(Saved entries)
■ ■ ■ ■

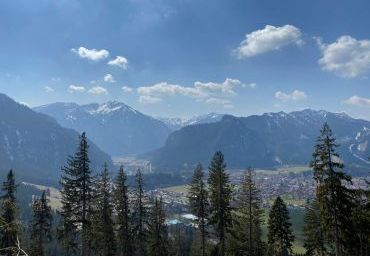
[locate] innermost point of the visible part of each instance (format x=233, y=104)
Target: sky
x=180, y=58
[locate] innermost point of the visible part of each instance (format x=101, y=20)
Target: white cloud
x=296, y=95
x=268, y=39
x=109, y=78
x=98, y=90
x=76, y=88
x=207, y=92
x=91, y=54
x=48, y=89
x=127, y=89
x=146, y=99
x=346, y=57
x=119, y=61
x=358, y=101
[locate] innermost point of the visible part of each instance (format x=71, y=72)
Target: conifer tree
x=9, y=231
x=333, y=197
x=139, y=216
x=41, y=225
x=123, y=220
x=314, y=238
x=280, y=236
x=220, y=196
x=75, y=227
x=198, y=201
x=248, y=219
x=103, y=239
x=158, y=236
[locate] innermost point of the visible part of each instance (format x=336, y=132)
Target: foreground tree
x=280, y=236
x=139, y=216
x=122, y=208
x=198, y=201
x=41, y=225
x=103, y=239
x=248, y=219
x=9, y=231
x=220, y=197
x=75, y=227
x=158, y=236
x=314, y=238
x=333, y=197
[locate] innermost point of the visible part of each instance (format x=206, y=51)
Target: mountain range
x=35, y=145
x=264, y=141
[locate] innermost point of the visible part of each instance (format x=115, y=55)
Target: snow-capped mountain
x=35, y=145
x=115, y=127
x=178, y=123
x=267, y=140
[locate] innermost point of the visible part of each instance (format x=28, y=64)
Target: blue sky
x=187, y=57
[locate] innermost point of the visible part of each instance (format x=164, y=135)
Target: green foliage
x=41, y=225
x=122, y=209
x=280, y=236
x=76, y=182
x=158, y=236
x=103, y=239
x=198, y=201
x=248, y=218
x=220, y=194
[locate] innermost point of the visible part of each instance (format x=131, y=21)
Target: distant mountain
x=268, y=140
x=178, y=123
x=115, y=127
x=35, y=145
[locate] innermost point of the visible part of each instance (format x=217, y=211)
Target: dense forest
x=105, y=216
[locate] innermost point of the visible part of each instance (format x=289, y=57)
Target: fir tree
x=220, y=197
x=41, y=225
x=314, y=238
x=122, y=208
x=139, y=216
x=280, y=236
x=158, y=236
x=76, y=200
x=103, y=239
x=333, y=197
x=198, y=201
x=9, y=231
x=248, y=219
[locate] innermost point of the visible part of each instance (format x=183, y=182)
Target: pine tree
x=198, y=201
x=74, y=230
x=220, y=197
x=280, y=236
x=139, y=216
x=9, y=231
x=314, y=238
x=248, y=219
x=41, y=225
x=158, y=236
x=103, y=239
x=122, y=208
x=333, y=197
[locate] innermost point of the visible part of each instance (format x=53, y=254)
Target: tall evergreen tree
x=41, y=225
x=248, y=219
x=333, y=197
x=103, y=239
x=139, y=216
x=198, y=201
x=9, y=231
x=280, y=236
x=314, y=238
x=220, y=196
x=123, y=220
x=76, y=181
x=158, y=236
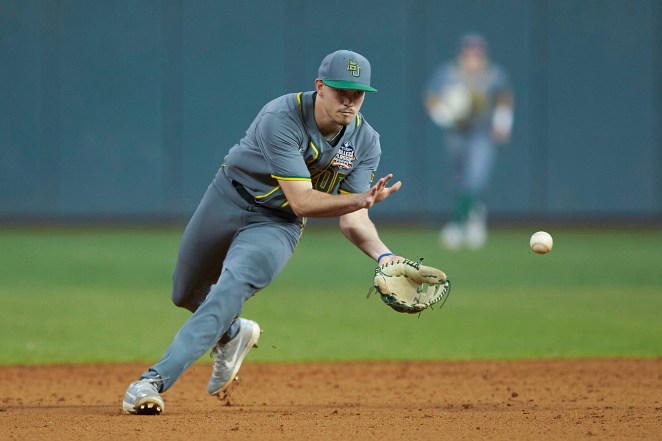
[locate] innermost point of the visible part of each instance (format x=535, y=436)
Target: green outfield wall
x=125, y=109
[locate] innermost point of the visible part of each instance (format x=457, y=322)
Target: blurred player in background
x=471, y=99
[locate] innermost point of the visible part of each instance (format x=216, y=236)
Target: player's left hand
x=380, y=191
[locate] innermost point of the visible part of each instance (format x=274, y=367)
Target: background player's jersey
x=283, y=142
x=483, y=88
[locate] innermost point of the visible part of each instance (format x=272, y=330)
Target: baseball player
x=309, y=154
x=471, y=99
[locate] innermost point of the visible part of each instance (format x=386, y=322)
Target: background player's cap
x=346, y=70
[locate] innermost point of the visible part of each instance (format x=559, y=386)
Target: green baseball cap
x=346, y=70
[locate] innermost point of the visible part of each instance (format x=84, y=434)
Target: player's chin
x=345, y=118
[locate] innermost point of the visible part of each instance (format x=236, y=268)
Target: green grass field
x=103, y=295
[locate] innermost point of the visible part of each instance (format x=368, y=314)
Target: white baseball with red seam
x=541, y=242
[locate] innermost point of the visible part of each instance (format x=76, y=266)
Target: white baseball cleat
x=229, y=356
x=142, y=398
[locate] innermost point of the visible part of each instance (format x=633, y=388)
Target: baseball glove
x=409, y=286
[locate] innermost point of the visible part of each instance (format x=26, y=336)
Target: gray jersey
x=283, y=142
x=484, y=88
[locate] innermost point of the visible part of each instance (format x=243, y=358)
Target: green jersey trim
x=289, y=178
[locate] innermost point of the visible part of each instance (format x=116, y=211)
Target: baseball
x=541, y=242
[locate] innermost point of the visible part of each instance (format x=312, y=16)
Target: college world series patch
x=345, y=157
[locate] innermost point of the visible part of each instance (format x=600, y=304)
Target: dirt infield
x=592, y=399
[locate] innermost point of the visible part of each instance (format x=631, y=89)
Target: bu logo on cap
x=353, y=68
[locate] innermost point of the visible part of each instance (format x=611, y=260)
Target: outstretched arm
x=361, y=231
x=306, y=201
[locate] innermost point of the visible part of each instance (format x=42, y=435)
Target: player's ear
x=319, y=85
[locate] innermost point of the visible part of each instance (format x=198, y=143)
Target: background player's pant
x=230, y=250
x=473, y=156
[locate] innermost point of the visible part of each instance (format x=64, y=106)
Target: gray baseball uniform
x=243, y=232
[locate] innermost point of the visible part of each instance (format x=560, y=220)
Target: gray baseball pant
x=230, y=249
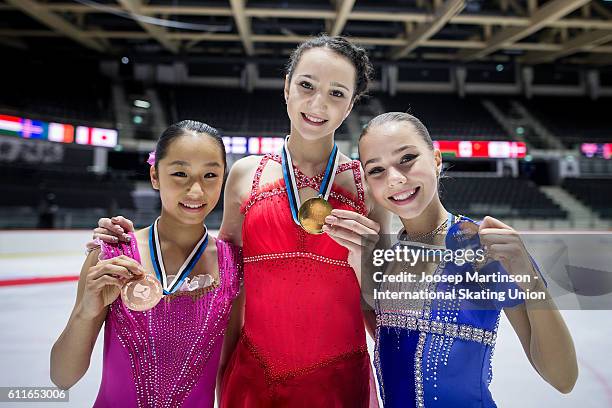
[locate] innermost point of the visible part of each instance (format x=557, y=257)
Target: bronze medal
x=312, y=214
x=142, y=294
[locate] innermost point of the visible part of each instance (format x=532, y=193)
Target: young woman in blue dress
x=437, y=353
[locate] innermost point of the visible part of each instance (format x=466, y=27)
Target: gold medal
x=142, y=294
x=312, y=214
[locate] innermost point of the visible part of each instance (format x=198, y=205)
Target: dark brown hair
x=340, y=45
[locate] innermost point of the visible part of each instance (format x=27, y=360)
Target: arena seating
x=448, y=116
x=574, y=120
x=31, y=187
x=502, y=197
x=45, y=94
x=595, y=193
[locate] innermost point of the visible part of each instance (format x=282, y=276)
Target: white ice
x=33, y=316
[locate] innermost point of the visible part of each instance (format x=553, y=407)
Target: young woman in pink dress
x=303, y=341
x=166, y=355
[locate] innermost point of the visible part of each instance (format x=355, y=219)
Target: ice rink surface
x=32, y=316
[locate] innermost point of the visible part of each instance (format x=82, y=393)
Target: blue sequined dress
x=437, y=353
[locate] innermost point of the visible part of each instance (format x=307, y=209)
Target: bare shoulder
x=240, y=177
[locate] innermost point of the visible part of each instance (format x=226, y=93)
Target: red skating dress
x=303, y=343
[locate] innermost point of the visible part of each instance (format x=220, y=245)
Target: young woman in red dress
x=303, y=340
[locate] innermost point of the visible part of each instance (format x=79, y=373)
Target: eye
x=306, y=85
x=408, y=158
x=375, y=170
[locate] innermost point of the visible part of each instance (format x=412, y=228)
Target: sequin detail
x=273, y=377
x=289, y=255
x=170, y=346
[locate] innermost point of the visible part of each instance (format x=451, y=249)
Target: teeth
x=404, y=196
x=313, y=119
x=194, y=206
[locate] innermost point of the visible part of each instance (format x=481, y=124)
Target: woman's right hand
x=111, y=230
x=108, y=276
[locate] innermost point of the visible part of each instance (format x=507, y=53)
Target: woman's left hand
x=353, y=231
x=504, y=244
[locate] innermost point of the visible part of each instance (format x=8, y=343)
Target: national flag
x=60, y=132
x=34, y=129
x=464, y=149
x=10, y=125
x=96, y=136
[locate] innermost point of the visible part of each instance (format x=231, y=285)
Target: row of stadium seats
x=448, y=116
x=595, y=193
x=574, y=120
x=45, y=93
x=498, y=197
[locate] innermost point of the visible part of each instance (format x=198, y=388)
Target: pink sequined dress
x=168, y=356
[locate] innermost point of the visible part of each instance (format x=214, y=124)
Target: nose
x=395, y=177
x=195, y=191
x=318, y=103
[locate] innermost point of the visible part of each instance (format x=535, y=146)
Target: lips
x=192, y=207
x=313, y=120
x=404, y=197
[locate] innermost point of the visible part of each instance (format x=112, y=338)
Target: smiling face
x=320, y=93
x=189, y=178
x=400, y=168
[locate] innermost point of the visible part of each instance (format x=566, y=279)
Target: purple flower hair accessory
x=151, y=159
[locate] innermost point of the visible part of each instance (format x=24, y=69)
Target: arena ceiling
x=530, y=32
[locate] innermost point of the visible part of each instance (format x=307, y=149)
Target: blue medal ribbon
x=184, y=270
x=292, y=189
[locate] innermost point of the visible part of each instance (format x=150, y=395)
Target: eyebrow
x=186, y=164
x=338, y=84
x=396, y=151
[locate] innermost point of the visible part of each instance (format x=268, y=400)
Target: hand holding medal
x=104, y=282
x=353, y=231
x=503, y=243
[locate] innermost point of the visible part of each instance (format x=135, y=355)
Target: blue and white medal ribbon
x=158, y=261
x=291, y=184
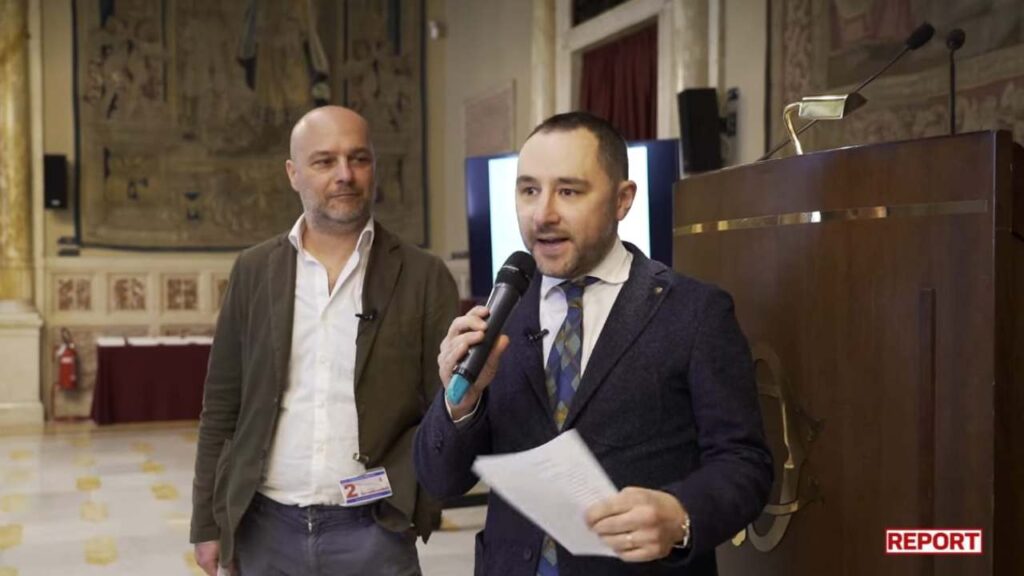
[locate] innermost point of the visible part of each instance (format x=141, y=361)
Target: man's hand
x=640, y=525
x=464, y=332
x=207, y=557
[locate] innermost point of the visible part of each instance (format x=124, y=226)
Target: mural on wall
x=184, y=109
x=829, y=46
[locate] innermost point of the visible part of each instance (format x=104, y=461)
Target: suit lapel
x=636, y=304
x=281, y=280
x=527, y=355
x=378, y=288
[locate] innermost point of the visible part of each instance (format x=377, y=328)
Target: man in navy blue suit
x=648, y=366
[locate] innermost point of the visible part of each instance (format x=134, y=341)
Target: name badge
x=366, y=488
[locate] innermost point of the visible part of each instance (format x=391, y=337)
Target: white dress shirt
x=317, y=428
x=598, y=298
x=611, y=273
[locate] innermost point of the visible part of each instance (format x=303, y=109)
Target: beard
x=341, y=214
x=577, y=260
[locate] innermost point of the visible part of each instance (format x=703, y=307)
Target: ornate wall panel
x=184, y=108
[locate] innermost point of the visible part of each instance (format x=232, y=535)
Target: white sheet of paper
x=553, y=485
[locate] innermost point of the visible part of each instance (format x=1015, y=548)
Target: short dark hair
x=610, y=145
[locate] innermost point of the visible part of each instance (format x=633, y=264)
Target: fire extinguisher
x=67, y=362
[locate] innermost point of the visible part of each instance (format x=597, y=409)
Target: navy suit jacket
x=668, y=401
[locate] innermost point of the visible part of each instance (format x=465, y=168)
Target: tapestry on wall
x=828, y=46
x=184, y=109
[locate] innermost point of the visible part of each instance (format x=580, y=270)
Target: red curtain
x=620, y=81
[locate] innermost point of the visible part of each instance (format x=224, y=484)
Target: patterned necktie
x=562, y=377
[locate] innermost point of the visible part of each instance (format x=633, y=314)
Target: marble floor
x=82, y=500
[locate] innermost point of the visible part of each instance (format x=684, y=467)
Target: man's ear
x=625, y=195
x=290, y=170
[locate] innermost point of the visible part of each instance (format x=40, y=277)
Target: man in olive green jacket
x=266, y=400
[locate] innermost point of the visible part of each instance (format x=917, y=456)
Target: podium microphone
x=954, y=40
x=513, y=278
x=916, y=39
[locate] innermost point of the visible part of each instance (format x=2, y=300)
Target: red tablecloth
x=148, y=382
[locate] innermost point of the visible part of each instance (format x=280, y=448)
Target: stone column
x=691, y=43
x=542, y=63
x=19, y=324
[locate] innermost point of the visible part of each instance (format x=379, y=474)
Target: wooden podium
x=882, y=289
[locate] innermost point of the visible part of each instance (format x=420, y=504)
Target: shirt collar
x=613, y=269
x=361, y=245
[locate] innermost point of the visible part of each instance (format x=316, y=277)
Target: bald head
x=326, y=120
x=332, y=167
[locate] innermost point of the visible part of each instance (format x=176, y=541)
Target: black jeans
x=274, y=539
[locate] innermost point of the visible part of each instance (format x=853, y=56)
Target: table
x=145, y=379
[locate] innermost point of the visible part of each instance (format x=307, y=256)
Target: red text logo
x=943, y=541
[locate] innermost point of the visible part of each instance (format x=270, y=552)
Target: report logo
x=941, y=541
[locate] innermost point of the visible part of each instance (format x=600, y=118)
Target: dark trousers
x=275, y=539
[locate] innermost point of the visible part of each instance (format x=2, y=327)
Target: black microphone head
x=920, y=36
x=955, y=39
x=517, y=271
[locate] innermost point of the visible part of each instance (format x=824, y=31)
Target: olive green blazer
x=415, y=299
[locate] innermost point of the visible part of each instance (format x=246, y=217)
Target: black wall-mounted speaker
x=698, y=130
x=55, y=181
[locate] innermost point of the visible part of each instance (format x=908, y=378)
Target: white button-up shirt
x=317, y=426
x=611, y=273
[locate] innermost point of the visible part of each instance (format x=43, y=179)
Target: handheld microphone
x=954, y=40
x=916, y=39
x=513, y=278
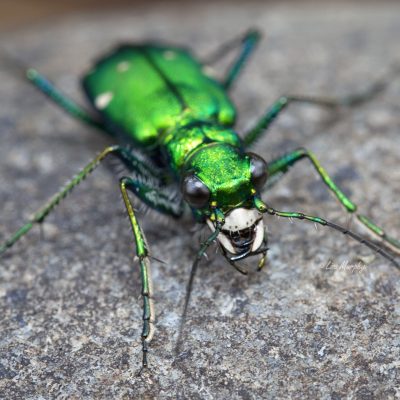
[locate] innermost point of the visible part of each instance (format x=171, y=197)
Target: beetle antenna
x=189, y=287
x=263, y=208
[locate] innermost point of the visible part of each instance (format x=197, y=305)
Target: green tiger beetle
x=162, y=101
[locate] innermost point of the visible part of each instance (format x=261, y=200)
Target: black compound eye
x=195, y=192
x=258, y=170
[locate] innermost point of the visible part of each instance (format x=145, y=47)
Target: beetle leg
x=247, y=44
x=283, y=102
x=163, y=203
x=264, y=208
x=143, y=255
x=282, y=164
x=63, y=101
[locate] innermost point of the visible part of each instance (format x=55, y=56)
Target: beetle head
x=219, y=183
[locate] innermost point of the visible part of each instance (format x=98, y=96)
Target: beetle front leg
x=282, y=164
x=143, y=255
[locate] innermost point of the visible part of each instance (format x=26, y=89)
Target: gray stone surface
x=70, y=308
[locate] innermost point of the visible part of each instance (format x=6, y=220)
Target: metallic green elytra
x=160, y=101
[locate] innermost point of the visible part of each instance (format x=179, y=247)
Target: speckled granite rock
x=70, y=311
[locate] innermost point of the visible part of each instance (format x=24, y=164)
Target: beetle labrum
x=160, y=101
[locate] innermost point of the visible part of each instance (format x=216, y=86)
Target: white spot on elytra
x=102, y=100
x=169, y=54
x=209, y=71
x=123, y=66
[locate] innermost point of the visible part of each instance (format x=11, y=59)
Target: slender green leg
x=264, y=208
x=155, y=198
x=272, y=112
x=282, y=165
x=67, y=104
x=247, y=42
x=148, y=195
x=143, y=255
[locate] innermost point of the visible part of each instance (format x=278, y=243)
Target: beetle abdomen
x=145, y=90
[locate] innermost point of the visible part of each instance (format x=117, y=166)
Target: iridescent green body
x=149, y=90
x=161, y=101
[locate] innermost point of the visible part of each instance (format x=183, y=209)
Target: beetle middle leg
x=156, y=197
x=282, y=165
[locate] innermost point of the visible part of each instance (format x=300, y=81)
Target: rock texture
x=70, y=307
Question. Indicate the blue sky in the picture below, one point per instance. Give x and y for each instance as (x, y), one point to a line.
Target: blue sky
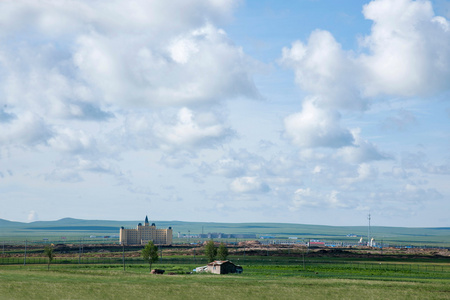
(313, 112)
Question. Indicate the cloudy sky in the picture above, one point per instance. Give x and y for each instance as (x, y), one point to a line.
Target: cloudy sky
(306, 111)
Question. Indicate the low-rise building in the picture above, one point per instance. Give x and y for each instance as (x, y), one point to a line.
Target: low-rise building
(223, 267)
(145, 233)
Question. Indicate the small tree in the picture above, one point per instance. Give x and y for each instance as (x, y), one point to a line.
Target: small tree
(210, 251)
(150, 253)
(48, 251)
(222, 252)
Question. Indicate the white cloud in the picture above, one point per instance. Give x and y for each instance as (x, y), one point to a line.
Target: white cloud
(249, 185)
(33, 216)
(27, 130)
(315, 127)
(307, 198)
(409, 49)
(190, 130)
(360, 151)
(322, 68)
(72, 141)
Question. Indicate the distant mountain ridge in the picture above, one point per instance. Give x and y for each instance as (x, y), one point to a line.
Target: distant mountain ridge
(81, 227)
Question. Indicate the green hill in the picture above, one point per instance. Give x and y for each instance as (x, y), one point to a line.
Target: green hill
(77, 228)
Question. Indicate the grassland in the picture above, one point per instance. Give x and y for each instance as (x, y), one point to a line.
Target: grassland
(259, 281)
(75, 229)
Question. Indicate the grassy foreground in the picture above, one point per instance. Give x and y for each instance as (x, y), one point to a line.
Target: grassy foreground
(67, 282)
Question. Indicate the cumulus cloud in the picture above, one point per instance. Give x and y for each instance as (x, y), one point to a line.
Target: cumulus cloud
(407, 53)
(322, 68)
(249, 185)
(400, 121)
(76, 61)
(409, 49)
(307, 197)
(316, 127)
(27, 129)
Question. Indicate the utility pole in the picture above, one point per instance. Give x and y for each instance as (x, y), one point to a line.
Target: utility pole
(123, 256)
(25, 257)
(79, 253)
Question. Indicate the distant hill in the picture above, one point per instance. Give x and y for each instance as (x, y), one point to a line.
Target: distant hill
(82, 228)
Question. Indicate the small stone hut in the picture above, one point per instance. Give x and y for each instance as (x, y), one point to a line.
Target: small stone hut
(223, 267)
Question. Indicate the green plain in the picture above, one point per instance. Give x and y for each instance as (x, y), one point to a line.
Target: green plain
(260, 280)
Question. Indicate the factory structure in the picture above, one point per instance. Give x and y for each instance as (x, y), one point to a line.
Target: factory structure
(145, 233)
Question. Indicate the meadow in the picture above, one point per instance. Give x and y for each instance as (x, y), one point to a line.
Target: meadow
(263, 278)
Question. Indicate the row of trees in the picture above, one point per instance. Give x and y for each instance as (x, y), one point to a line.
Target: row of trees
(211, 251)
(150, 253)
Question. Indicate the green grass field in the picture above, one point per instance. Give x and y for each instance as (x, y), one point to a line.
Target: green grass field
(260, 280)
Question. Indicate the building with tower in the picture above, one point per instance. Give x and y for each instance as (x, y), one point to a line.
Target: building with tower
(145, 233)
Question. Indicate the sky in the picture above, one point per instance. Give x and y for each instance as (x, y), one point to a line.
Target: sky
(307, 111)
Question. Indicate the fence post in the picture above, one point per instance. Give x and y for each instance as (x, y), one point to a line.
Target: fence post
(25, 257)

■ ■ ■ ■

Would you output only the span of the records above that opens with the line containing "Question. Indicate the blue" and closes with the line containing "Question. Indicate the green hill", ends included and pictures dropped?

Question. Indicate the blue sky in the picture below, one point per instance. Give x and y for each instance as (x, y), one point to a line.
Target: blue sky
(313, 112)
Question. Indicate the cloudy sky in the picture above, one point per instance. Give x and y for each instance as (x, y), one point to a line.
Target: cloudy sky
(306, 111)
Question. Indicate the low-rise building in the picture above, one point per instance. Give x and y for each instance as (x, y), one point to a line.
Target: low-rise building
(223, 267)
(145, 233)
Question. Indicate the small tree in the picture above, one point per instance. Give x and y for each instance as (x, y), one point to a line.
Target: small tree
(210, 251)
(150, 253)
(48, 251)
(222, 252)
Question. Indicate the white cloud in the picture above, one point per instance. Give x and y for each instance as (x, y), one point to a line.
Target: white cloud
(249, 185)
(33, 216)
(27, 130)
(315, 127)
(307, 198)
(409, 49)
(190, 130)
(360, 151)
(322, 68)
(72, 141)
Question. Indicate the distant mountain ridge in the picture above, one point per instance. Give x and y for each instance as (x, y), one point to a line.
Target: distant mountain ridge
(81, 227)
Question. Indicate the green hill in the picture above, one point per instance. Give x and y for each instance as (x, y), one point to a line.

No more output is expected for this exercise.